[Begin Page text]

3.2 Appending dictionaries

tidy_review %>% 
  inner_join(get_sentiments("loughran")) %>% 
  count(word, sentiment) %>% 
  filter(sentiment %in% c("positive", "negative")) %>% 
  group_by(sentiment) %>% 
  slice_max(n, n = 10) %>% 
  ungroup() %>% 
  mutate(word2 = fct_reorder(word, n)) %>% 
  # 시각화
  ggplot(aes(x = word2, y = n, fill = sentiment)) +
  geom_col(show.legend = FALSE) +
  facet_wrap(~ sentiment, scales = "free") +
  coord_flip() +
  labs(
    title = "Sentiment Word Counts",
    x = "Words"
  )

3.3 Improving sentiment analysis

  • pivot_wider
tidy_review %>% 
  inner_join(get_sentiments("bing")) %>% 
  count(Stars, sentiment) %>% 
  pivot_wider(names_from = sentiment, values_from = n) %>% 
  mutate(
    overall_sentiment = positive - negative,
    Stars = fct_reorder(factor(Stars), overall_sentiment)) %>% 
  # 시각화
  ggplot(aes(x = Stars, y = overall_sentiment, fill = Stars)) +
  geom_col(show.legend = FALSE) +
  coord_flip() +
  labs(
    title = "Overall Sentiment by Stars",
    subtitle = "Reviews for Robotic Vacuums",
    x = "Stars",
    y = "Overall Sentiment"
  )

[End Page text]

◆ Stated problem 1 ◆
Please count the lines of the entries that contain the string "bedrock", treating case as significant. Reply with the number alone.
The entries are unrelated to the sentiment analysis code.

[Begin Data provided]

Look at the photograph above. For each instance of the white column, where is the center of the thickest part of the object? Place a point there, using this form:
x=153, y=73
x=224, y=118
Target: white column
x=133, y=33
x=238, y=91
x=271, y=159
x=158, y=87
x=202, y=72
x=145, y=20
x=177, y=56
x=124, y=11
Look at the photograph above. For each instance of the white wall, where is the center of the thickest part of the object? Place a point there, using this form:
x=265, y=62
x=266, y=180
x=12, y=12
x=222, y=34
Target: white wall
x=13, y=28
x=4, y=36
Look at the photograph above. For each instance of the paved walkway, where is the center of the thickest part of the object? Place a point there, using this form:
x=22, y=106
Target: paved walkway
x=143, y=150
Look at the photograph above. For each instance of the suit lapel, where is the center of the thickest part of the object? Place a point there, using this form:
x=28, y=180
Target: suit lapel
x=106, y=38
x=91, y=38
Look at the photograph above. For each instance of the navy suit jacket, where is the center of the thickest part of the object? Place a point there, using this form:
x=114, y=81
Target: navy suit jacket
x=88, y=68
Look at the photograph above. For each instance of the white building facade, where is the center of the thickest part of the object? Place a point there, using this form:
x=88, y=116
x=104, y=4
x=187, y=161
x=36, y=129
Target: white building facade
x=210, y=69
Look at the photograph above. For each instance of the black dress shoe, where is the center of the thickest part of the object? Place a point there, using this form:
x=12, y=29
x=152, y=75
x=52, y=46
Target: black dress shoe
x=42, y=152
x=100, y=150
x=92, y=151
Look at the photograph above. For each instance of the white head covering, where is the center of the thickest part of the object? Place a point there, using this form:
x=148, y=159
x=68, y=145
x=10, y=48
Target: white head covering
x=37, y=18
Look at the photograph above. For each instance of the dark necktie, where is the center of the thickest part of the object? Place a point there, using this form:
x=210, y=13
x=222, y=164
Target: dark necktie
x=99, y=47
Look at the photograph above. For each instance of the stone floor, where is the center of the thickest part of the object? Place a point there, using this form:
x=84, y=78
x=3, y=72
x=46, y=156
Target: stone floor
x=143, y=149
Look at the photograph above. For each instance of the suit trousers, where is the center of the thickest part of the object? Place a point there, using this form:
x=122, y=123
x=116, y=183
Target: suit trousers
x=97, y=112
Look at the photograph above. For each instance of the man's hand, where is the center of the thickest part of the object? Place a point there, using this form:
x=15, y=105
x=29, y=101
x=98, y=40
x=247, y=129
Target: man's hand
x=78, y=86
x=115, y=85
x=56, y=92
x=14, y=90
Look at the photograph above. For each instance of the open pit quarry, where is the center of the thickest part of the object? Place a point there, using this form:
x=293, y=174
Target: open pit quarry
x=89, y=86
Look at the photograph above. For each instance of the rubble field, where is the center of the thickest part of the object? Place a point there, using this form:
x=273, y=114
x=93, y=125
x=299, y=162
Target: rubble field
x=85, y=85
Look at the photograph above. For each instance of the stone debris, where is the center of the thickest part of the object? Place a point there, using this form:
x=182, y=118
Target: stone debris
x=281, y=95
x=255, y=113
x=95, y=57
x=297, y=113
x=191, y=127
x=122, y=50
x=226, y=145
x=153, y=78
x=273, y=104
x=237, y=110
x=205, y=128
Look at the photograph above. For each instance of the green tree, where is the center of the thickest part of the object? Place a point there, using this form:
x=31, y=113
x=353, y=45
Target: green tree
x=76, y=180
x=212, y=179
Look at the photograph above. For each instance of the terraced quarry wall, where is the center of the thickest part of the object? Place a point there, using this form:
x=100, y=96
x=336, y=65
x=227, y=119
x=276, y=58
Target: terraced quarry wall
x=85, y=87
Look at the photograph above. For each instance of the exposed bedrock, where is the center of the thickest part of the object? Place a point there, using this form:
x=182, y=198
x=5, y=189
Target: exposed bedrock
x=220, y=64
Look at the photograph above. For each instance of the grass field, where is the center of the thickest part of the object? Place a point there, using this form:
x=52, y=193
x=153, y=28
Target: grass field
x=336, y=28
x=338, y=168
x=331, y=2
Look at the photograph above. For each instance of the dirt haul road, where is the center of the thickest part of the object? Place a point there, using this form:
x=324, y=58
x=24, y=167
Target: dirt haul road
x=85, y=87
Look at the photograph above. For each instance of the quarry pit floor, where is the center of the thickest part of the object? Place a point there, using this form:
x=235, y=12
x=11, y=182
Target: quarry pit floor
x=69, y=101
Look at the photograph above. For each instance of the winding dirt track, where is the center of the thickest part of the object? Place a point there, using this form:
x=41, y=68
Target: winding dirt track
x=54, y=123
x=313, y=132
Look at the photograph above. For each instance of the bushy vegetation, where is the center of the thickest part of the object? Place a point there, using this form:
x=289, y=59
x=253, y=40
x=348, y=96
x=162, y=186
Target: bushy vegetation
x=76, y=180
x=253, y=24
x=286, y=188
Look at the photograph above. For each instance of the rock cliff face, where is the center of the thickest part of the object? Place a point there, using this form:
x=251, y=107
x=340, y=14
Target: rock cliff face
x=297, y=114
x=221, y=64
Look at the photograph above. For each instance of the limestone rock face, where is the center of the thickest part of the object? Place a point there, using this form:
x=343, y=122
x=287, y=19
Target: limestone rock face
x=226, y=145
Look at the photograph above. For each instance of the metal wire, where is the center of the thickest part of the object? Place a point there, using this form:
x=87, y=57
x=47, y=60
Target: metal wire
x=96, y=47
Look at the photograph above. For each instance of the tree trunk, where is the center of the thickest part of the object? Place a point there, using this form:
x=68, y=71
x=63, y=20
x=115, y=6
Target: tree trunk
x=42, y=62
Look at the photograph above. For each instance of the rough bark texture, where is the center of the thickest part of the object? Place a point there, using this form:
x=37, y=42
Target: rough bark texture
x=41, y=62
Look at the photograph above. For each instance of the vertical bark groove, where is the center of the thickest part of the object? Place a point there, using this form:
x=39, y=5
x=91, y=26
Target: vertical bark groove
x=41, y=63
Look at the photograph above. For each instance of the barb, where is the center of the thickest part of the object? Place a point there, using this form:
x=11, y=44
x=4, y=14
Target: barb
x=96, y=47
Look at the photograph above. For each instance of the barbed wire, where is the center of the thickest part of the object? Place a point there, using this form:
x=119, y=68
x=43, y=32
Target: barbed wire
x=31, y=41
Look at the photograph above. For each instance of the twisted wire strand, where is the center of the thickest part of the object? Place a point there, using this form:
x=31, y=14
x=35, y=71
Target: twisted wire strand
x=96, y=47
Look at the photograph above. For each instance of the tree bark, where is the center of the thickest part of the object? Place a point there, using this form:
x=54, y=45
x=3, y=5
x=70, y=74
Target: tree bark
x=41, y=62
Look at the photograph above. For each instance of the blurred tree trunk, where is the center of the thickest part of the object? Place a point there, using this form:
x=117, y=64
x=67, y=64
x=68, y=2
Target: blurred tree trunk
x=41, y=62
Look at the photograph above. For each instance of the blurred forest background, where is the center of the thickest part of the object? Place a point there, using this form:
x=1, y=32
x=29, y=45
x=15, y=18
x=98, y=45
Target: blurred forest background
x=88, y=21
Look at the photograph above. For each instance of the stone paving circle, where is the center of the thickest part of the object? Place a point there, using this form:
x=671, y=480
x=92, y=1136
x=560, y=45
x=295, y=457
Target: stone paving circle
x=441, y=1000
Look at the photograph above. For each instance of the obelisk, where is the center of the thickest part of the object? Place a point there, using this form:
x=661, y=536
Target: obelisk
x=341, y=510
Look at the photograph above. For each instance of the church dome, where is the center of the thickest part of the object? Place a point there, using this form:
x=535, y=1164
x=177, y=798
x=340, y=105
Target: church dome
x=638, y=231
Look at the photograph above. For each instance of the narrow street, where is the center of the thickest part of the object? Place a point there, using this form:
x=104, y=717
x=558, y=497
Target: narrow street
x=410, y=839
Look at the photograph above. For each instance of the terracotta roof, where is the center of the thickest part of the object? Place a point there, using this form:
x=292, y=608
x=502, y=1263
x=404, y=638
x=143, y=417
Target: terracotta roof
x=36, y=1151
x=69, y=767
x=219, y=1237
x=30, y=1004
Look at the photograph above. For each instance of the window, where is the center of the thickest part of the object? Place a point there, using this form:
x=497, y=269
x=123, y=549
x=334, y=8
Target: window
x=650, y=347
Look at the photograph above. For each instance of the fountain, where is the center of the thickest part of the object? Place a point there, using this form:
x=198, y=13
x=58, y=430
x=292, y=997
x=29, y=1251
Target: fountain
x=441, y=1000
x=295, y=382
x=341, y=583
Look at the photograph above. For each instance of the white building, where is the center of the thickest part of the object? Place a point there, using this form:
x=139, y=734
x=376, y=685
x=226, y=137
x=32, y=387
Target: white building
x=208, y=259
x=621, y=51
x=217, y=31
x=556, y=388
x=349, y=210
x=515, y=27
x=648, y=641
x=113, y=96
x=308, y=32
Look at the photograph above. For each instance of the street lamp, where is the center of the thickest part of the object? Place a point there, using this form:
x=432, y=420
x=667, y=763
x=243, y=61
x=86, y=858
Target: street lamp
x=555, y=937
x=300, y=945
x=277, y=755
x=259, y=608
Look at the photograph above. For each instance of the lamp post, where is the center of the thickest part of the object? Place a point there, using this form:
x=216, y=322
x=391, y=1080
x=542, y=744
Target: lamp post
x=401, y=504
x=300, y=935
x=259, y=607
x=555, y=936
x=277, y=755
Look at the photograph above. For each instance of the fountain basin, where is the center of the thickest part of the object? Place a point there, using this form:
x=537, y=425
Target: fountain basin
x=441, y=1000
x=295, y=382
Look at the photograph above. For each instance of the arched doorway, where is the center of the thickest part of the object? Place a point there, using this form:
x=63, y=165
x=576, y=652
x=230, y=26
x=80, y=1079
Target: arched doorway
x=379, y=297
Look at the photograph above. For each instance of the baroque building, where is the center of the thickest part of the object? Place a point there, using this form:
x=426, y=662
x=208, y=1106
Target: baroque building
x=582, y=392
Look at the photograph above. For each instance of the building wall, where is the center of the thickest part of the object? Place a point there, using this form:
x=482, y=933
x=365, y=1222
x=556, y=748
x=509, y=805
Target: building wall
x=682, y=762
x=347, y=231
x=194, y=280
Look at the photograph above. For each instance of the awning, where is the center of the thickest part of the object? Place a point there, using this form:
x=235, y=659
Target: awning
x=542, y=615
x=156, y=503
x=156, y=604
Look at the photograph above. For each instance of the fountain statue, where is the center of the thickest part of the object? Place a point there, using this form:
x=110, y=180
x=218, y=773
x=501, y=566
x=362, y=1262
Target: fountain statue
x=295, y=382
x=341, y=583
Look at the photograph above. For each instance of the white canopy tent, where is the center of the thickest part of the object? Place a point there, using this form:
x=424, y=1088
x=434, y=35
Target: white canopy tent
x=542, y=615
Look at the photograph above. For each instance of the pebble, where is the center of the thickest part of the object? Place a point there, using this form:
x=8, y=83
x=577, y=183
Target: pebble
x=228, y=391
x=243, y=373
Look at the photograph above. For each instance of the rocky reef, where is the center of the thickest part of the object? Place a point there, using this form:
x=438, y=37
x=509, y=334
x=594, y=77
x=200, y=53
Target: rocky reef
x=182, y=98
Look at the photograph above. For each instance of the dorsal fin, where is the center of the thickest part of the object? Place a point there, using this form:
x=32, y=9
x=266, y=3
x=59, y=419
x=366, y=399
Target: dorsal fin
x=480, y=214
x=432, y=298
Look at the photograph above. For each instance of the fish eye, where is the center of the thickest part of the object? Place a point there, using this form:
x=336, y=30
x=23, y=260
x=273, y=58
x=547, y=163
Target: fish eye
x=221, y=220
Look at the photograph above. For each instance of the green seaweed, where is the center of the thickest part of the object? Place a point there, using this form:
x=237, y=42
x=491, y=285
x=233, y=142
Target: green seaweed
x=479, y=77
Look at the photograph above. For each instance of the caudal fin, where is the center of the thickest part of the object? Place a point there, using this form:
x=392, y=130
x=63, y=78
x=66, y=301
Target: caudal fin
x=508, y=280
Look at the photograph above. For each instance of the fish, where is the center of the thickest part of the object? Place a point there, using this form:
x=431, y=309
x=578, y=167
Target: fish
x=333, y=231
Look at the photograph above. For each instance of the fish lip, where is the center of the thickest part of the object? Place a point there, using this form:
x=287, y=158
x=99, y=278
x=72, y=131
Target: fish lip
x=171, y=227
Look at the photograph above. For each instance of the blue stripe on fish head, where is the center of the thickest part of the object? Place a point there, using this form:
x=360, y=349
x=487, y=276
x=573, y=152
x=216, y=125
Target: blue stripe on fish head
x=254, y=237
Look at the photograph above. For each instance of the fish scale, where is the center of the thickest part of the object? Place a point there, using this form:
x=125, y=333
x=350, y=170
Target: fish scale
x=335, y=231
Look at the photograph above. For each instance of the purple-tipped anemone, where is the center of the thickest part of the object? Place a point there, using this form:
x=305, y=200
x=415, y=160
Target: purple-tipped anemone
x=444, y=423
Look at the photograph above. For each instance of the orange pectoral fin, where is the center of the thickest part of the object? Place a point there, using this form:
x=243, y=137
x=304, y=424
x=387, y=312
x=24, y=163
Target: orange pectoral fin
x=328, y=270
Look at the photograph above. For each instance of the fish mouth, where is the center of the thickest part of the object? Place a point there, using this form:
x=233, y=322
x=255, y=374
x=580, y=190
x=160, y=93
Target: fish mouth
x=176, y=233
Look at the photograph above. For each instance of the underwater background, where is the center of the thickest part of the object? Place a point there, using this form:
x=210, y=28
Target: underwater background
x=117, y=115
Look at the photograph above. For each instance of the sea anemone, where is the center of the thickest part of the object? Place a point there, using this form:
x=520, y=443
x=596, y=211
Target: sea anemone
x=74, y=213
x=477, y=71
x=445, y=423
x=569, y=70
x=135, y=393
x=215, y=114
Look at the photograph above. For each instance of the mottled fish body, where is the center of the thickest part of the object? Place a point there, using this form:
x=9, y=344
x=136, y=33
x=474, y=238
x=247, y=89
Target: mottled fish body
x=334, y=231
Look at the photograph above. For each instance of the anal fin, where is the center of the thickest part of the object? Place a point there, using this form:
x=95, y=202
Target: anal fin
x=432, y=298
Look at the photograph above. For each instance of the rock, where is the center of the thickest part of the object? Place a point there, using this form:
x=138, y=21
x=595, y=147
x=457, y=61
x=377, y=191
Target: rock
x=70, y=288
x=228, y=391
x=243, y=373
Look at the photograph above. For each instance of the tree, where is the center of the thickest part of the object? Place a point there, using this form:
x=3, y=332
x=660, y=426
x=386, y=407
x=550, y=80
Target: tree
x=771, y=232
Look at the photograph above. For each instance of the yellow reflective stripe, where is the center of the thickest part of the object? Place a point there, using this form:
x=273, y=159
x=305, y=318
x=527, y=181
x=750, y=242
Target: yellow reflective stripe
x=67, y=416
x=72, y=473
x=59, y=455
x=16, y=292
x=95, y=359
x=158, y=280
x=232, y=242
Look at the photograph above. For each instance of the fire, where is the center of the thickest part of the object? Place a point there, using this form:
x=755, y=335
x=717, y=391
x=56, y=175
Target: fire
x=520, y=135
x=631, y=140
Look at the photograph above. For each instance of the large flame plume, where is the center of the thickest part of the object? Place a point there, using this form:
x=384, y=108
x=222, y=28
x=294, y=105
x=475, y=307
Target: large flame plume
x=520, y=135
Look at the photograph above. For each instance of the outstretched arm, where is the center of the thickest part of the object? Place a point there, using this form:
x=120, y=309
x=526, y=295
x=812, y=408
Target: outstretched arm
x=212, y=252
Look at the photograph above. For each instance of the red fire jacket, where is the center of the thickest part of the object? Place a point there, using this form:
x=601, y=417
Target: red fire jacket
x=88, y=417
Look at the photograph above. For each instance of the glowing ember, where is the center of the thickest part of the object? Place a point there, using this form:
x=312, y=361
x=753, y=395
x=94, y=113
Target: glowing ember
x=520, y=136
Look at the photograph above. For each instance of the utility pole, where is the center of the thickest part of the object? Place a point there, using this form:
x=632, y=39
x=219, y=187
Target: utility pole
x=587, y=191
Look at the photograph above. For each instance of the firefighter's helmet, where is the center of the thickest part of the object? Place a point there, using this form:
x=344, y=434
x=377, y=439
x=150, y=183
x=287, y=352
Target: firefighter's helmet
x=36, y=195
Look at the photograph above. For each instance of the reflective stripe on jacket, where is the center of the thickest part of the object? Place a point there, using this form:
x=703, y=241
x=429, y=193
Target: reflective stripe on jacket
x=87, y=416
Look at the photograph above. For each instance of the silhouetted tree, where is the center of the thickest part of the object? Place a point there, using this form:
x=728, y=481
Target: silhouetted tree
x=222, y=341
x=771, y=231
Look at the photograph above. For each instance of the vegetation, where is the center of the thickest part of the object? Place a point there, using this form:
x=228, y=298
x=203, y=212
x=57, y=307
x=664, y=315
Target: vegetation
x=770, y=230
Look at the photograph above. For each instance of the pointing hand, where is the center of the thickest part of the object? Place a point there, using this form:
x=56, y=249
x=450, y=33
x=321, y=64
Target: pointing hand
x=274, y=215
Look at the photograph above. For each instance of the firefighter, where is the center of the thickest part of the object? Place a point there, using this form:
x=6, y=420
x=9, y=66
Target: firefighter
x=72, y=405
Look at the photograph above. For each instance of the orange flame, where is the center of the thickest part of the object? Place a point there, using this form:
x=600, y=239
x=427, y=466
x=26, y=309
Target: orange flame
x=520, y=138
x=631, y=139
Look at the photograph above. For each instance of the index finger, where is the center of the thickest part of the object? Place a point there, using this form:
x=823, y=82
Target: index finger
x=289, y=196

[End Data provided]

◆ Stated problem 2 ◆
Does each statement agree with the sentiment analysis code? Answer yes or no for each and quote the deciding words.
(a) The first plot is titled "Sentiment Word Counts".
(b) Section 3.3 joins the reviews with the "loughran" lexicon.
(c) The bars in the Section 3.3 plot are drawn with a legend.

◆ Finished answer 1 ◆
2

◆ Finished answer 2 ◆
(a) Yes: title = "Sentiment Word Counts"
(b) No: inner_join(get_sentiments("bing"))
(c) No: geom_col(show.legend = FALSE)